▶ [REQUIRED TASK 1]: List each of the rows below that contains the string "tree", copying every such row in full. Treat the match as case-sensitive.

The court is conferred with jurisdiction under the provisions of article 162(2) read together with section 12 of the Employment and Labour Relations Court Act, 2011 to address employment and labour relations disputes and for connected purposes. The court is given original jurisdiction under the constitution and by statute over matters of employment and labour relations and connected purposes as held in by the
Supreme Court in the case of Samuel Kamau Macharia & another versus Kenya Commercial Bank & 2 others [2012] eKLR:
A court’s jurisdiction flows from either the Constitution or legislation or both. Thus, a Court of law can only exercise jurisdiction as conferred by the constitution or other written law. It cannot arrogate to itself jurisdiction exceeding that which is conferred upon it by law. We agree with counsel for the first and second respondents in his submission that the issue as to whether a Court of law has jurisdiction to entertain a matter before it, is not one of mere procedural technicality; it goes to the very heart of the matter, for without jurisdiction, the court cannot entertain any proceedings. … Where the Constitution exhaustively provides for the jurisdiction of a Court of law, the court must operate within the constitutional limits. It cannot expand its jurisdiction through judicial craft or innovation. Nor can Parliament confer jurisdiction upon a court of law beyond the scope defined by the Constitution. Where the Constitution confers power upon Parliament to set the jurisdiction of a Court of law or tribunal, the legislature would be within its authority to prescribe the jurisdiction of such a court or tribunal by statute law.
In this case, the respondent’s case is that under clause 8 of the contract of employment the parties agreed to be bound by the arbitration process to resolve any dispute(s) arising out of the employment relationship.
It is the claimant’s case that the arbitration agreement was only applicable during his employment by the respondent which has since been terminated and he should not be subjected to arbitration as the respondent has since filed a defence opting out of such alternative dispute resolution mechanism.

▶ [STORED DATA]:
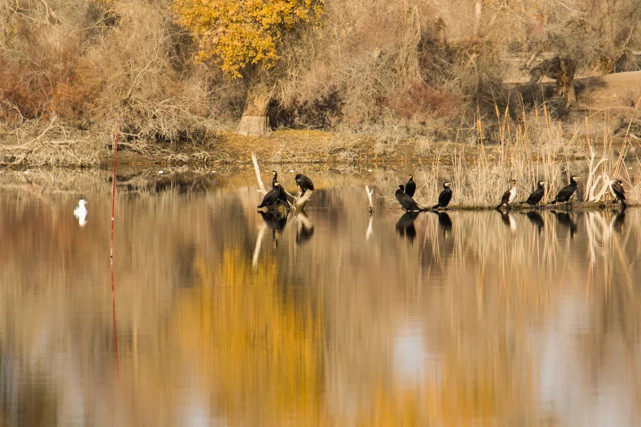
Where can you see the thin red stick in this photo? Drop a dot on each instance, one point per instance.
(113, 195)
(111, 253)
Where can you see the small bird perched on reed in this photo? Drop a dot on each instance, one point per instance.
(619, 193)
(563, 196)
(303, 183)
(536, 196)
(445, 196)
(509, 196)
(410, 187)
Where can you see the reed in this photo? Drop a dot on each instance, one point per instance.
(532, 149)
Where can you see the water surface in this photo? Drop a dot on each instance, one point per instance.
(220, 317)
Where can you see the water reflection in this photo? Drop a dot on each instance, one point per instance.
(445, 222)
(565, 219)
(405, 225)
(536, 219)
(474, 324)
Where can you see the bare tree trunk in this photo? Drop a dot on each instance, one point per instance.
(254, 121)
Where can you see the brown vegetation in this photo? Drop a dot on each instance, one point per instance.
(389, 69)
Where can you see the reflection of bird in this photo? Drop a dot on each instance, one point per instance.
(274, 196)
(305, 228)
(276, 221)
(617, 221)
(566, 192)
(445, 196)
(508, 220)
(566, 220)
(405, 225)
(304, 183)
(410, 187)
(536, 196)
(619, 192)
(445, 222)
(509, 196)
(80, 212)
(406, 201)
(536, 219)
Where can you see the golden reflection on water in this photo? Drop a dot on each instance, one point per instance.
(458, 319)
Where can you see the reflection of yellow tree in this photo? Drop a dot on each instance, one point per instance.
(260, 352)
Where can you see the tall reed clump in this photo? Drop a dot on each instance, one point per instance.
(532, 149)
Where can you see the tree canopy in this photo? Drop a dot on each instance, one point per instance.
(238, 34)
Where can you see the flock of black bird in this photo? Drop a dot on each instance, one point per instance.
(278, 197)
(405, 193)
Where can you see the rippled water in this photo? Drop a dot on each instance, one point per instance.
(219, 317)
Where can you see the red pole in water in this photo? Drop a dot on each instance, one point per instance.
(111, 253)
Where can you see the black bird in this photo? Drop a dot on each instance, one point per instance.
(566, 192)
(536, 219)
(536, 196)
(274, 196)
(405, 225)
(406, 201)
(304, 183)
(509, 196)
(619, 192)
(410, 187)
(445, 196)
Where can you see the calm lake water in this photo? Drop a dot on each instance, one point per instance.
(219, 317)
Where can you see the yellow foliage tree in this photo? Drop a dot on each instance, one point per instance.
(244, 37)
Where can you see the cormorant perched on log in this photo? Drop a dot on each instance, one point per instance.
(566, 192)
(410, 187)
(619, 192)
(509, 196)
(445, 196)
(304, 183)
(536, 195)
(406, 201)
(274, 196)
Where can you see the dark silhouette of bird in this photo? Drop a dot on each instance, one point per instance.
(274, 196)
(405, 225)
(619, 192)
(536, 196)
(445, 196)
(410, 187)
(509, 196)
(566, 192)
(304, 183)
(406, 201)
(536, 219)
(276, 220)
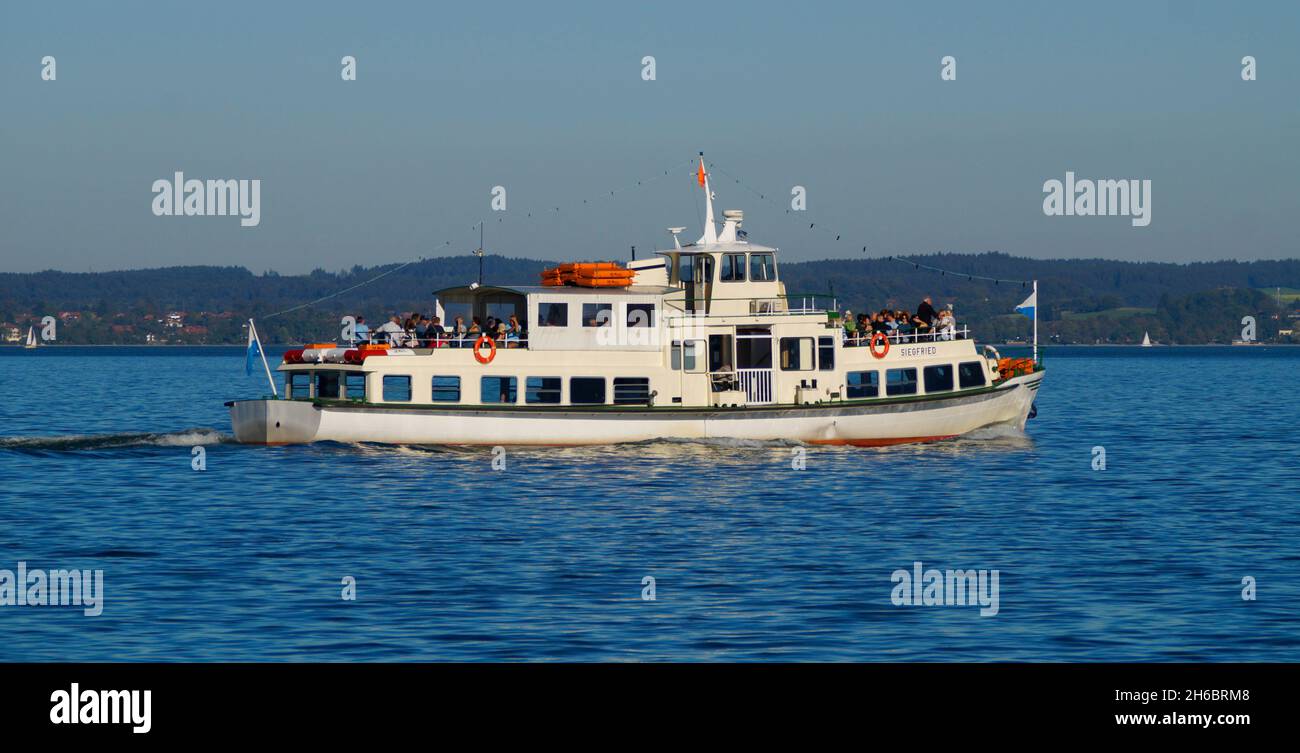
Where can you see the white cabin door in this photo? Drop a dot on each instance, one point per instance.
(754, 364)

▶ [REQUIRED TASK 2]:
Decide whether each statement agrees with the excerpt on court jurisdiction above. Answer yes or no, and quote the words of the excerpt that settle it.
(a) Parliament may give a court jurisdiction beyond the scope the Constitution defines.
(b) The respondent relies on clause 8 of the contract of employment to require arbitration.
(c) The Supreme Court treats the question of a court's jurisdiction as a mere procedural technicality.

▶ [RIGHT ANSWER 1]:
Where can you see the bare tree trunk in this photo? Drop a dot on each instance, one point per instance.
Where can you see the reflection of yellow tree in this photo? Drop a dot on each instance, one point per instance.
Where can you see the tree canopy in this photo? Drop a dot on each instance, one point per instance.
Where can you see the yellow foliage tree in this photo? Drop a dot on each instance, one point per instance.

▶ [RIGHT ANSWER 2]:
(a) No: "Nor can Parliament confer jurisdiction upon a court of law beyond the scope defined by the Constitution."
(b) Yes: "under clause 8 of the contract of employment the parties agreed to be bound by the arbitration process to resolve any dispute(s) arising out of the employment relationship."
(c) No: "is not one of mere procedural technicality; it goes to the very heart of the matter"